** Task to complete **
Write down every entry below once more, exactly.

##### Data for this task #####

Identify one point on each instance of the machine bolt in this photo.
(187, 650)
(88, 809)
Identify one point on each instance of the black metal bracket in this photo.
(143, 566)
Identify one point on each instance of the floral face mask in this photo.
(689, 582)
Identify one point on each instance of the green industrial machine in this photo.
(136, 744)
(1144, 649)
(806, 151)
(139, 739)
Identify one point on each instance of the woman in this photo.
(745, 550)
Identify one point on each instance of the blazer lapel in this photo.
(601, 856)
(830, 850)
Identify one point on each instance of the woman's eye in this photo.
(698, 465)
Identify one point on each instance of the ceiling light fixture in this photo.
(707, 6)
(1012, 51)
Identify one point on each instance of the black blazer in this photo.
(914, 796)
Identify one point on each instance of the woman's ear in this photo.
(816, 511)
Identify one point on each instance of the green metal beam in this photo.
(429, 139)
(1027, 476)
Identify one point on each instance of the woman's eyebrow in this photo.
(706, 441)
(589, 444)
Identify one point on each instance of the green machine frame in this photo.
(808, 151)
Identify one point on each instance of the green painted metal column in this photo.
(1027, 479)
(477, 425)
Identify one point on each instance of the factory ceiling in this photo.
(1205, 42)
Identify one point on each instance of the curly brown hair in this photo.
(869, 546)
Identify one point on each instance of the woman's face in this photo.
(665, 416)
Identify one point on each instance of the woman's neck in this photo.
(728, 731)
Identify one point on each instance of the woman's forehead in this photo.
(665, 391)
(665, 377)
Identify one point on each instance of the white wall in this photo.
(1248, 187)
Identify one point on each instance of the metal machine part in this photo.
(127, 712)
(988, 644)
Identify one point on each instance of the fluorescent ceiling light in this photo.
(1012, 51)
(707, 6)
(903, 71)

#####

** Answer box **
Identify one point on each instance of the machine bolt in this photo.
(187, 650)
(88, 809)
Identify one point on each instance of the black metal bracket in this photo.
(143, 566)
Identify one point on each instance of the floral face mask in this photo.
(689, 582)
Identify one point on each instance of the green industrial machine in this photo.
(136, 744)
(1144, 649)
(806, 151)
(139, 739)
Identify one point on each instance of the woman in this photo.
(745, 550)
Identify one point on each instance of the blazer lapel in this photo.
(601, 856)
(830, 850)
Identify one point on each instance of the woman's eye in this photo.
(698, 465)
Identify one point on each instance of the ceiling light fixture in this photo.
(707, 6)
(1012, 51)
Identify one point on each instance of the black blazer in this photo.
(914, 796)
Identify one point on each instance of the woman's ear in this photo.
(816, 511)
Identify one point on each instance of the green metal beam in this photo.
(429, 139)
(1027, 476)
Identify one point on each instance of the woman's eyebrow in this photo.
(706, 441)
(589, 444)
Identify one point on each instance of the green machine frame in this photo.
(808, 151)
Identify one point on each instance of the green painted metal column in this photo.
(1027, 479)
(477, 425)
Identify one point on each instance of the factory ceiling in this photo.
(1205, 42)
Identify one point on each instance of the curly brown hair in this photo.
(869, 546)
Identify one point on each instance of the woman's face in this photo.
(665, 416)
Identify one point on each instance of the woman's neck in this photo.
(728, 731)
Identify one point on each instance of the woman's forehead in this photo.
(665, 391)
(665, 377)
Identify one point on each instance of the white wall in this photo.
(1248, 187)
Identify one point on each instance of the metal machine part in this photo.
(127, 712)
(988, 644)
Identify one point on each instance of the fluorescent ceiling light in this photo.
(1012, 51)
(707, 6)
(903, 71)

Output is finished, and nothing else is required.